* Task to complete *
Transcribe the material in full, exactly as written.

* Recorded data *
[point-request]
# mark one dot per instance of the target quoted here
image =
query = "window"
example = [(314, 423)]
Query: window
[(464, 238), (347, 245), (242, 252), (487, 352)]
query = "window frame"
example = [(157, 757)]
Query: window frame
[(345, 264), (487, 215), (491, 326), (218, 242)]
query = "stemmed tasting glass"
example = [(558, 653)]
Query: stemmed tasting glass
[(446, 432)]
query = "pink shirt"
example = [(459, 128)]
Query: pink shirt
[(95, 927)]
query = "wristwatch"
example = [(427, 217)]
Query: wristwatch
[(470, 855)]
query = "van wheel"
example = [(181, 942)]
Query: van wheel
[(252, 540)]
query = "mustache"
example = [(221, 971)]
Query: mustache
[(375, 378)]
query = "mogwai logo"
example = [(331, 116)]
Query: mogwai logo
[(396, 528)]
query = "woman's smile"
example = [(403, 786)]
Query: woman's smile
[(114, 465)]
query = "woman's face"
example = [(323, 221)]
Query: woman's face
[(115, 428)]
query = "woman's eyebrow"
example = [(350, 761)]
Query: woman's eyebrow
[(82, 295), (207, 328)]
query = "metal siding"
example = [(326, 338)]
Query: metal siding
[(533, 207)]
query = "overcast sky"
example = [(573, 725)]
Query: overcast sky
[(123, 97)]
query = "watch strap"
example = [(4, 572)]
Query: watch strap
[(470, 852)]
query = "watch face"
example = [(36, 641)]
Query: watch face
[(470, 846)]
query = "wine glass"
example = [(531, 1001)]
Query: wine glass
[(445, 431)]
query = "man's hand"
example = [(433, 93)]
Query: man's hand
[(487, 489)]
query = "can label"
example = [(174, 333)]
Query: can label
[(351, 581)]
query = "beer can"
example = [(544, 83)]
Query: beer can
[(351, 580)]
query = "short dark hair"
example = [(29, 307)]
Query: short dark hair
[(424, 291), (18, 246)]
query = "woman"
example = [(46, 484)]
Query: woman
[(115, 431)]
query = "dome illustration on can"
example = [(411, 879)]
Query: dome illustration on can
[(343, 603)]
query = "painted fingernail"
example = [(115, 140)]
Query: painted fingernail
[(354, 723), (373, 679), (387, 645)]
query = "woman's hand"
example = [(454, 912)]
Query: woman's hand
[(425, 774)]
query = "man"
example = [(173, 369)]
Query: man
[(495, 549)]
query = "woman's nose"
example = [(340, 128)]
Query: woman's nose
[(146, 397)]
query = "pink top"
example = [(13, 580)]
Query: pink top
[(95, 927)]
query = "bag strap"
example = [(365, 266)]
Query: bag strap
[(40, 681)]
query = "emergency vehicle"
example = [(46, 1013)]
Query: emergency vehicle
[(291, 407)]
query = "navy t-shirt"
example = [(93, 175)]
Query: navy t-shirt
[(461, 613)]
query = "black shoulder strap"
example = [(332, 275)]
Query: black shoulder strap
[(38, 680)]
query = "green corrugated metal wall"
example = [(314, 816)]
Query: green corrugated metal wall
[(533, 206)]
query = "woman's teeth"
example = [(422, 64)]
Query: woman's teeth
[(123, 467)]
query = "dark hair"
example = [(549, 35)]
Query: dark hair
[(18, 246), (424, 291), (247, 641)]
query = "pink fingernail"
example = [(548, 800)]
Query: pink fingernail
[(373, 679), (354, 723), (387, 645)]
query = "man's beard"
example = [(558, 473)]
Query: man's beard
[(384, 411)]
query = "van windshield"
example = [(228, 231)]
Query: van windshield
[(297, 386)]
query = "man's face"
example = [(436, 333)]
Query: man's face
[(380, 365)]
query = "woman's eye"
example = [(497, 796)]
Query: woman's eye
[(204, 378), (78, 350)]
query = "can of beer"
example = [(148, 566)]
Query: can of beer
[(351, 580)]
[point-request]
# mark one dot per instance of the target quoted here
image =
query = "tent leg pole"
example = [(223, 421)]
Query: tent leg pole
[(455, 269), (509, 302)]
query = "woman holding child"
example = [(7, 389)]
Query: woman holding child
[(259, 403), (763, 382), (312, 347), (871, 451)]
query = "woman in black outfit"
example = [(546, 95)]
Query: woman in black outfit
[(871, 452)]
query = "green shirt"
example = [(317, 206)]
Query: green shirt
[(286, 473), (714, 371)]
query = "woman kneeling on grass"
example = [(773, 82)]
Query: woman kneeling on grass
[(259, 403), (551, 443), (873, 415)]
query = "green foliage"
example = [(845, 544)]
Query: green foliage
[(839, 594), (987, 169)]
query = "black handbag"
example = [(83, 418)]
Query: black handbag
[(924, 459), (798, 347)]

* Exercise answer *
[point-request]
# mark one dot per instance of the target quoted here
image =
query = "window"
example = [(314, 423)]
Query: window
[(464, 238), (347, 245), (242, 252), (487, 352)]
query = "window frame"
example = [(157, 757)]
Query: window frame
[(345, 264), (487, 215), (491, 326), (218, 242)]
query = "stemmed tasting glass"
example = [(558, 653)]
Query: stemmed tasting glass
[(446, 432)]
query = "pink shirt"
example = [(459, 128)]
Query: pink shirt
[(95, 927)]
query = "wristwatch"
example = [(427, 217)]
Query: wristwatch
[(470, 855)]
query = "van wheel"
example = [(181, 942)]
Query: van wheel
[(252, 540)]
query = "mustache"
example = [(221, 971)]
Query: mustache
[(375, 378)]
query = "mogwai logo"
example = [(331, 116)]
Query: mogwai logo
[(396, 528)]
query = "woman's smile"
example = [(403, 786)]
Query: woman's smile
[(114, 465)]
query = "woman's face"
example = [(323, 221)]
Query: woman's face
[(115, 428)]
query = "woman's eyebrow"
example = [(350, 761)]
Query: woman's eyebrow
[(82, 295), (207, 328)]
query = "metal siding"
example = [(326, 338)]
Query: metal siding
[(533, 207)]
query = "overcast sky"
example = [(573, 725)]
Query: overcast sky
[(123, 97)]
query = "watch strap"
example = [(4, 572)]
Query: watch strap
[(470, 852)]
query = "watch face"
example = [(36, 641)]
Query: watch face
[(470, 846)]
query = "wine glass"
example = [(531, 1001)]
Query: wine glass
[(445, 431)]
query = "man's hand"
example = [(433, 93)]
Query: man's hand
[(487, 489)]
query = "can label"
example = [(174, 333)]
Query: can label
[(351, 581)]
query = "beer can"
example = [(544, 83)]
Query: beer can
[(351, 580)]
query = "short dark hair"
example = [(29, 307)]
Query: short dark hair
[(424, 291), (18, 246)]
query = "woman"
example = [(46, 484)]
Query: woman
[(115, 431)]
query = "dome illustration on can"
example = [(411, 879)]
Query: dome illustration on can
[(343, 603)]
query = "painted fingernail"
example = [(115, 140)]
Query: painted fingernail
[(354, 723), (373, 679), (387, 645)]
query = "woman's hand"
example = [(454, 912)]
Query: woman's hand
[(425, 774)]
query = "man"
example = [(173, 369)]
Query: man
[(495, 549)]
query = "woman's nose"
example = [(340, 128)]
Query: woman's nose
[(146, 397)]
query = "pink top"
example = [(13, 580)]
Query: pink top
[(95, 927)]
query = "bag strap"
example = [(365, 266)]
Query: bag strap
[(40, 681)]
query = "emergency vehicle"
example = [(46, 1013)]
Query: emergency vehicle
[(291, 407)]
query = "navy t-shirt"
example = [(93, 175)]
Query: navy t-shirt
[(461, 613)]
query = "black shoulder strap"
example = [(332, 275)]
Query: black shoulder strap
[(38, 680)]
query = "green corrugated metal wall"
example = [(314, 816)]
Query: green corrugated metal wall
[(533, 206)]
query = "woman's teeth"
example = [(422, 64)]
Query: woman's teeth
[(123, 467)]
query = "dark hair"
example = [(549, 35)]
Query: dark hair
[(18, 246), (424, 291), (247, 641)]
query = "pink fingernail"
example = [(548, 800)]
Query: pink fingernail
[(373, 679), (354, 723), (387, 645)]
query = "man's beard"
example = [(558, 473)]
Query: man's beard
[(384, 411)]
query = "van windshield"
example = [(228, 231)]
Query: van windshield
[(297, 386)]
query = "man's face"
example = [(436, 333)]
Query: man's face
[(380, 365)]
query = "woman's eye"
example = [(497, 796)]
Query: woman's eye
[(204, 378), (78, 350)]
query = "can of beer"
example = [(148, 566)]
Query: can of beer
[(351, 580)]
[point-request]
# mark one dot per instance of the target quoted here
image =
query = "tent leg pole"
example = [(223, 421)]
Query: tent leg pole
[(455, 269), (509, 302)]
query = "woman holding child"
example = [(7, 389)]
Query: woman holding child
[(259, 403), (763, 382), (312, 347), (871, 451)]
query = "woman in black outfit"
example = [(546, 95)]
Query: woman in black outfit
[(871, 452)]
query = "green shirt"
example = [(317, 206)]
Query: green shirt
[(286, 473), (714, 371)]
query = "woman kneeling on grass"
example = [(773, 82)]
Query: woman kneeling on grass
[(259, 403), (551, 443), (873, 415)]
query = "green foliage"
example = [(845, 544)]
Query: green foliage
[(839, 594), (987, 169)]
query = "black handbag"
example = [(83, 418)]
Query: black handbag
[(924, 459), (798, 347)]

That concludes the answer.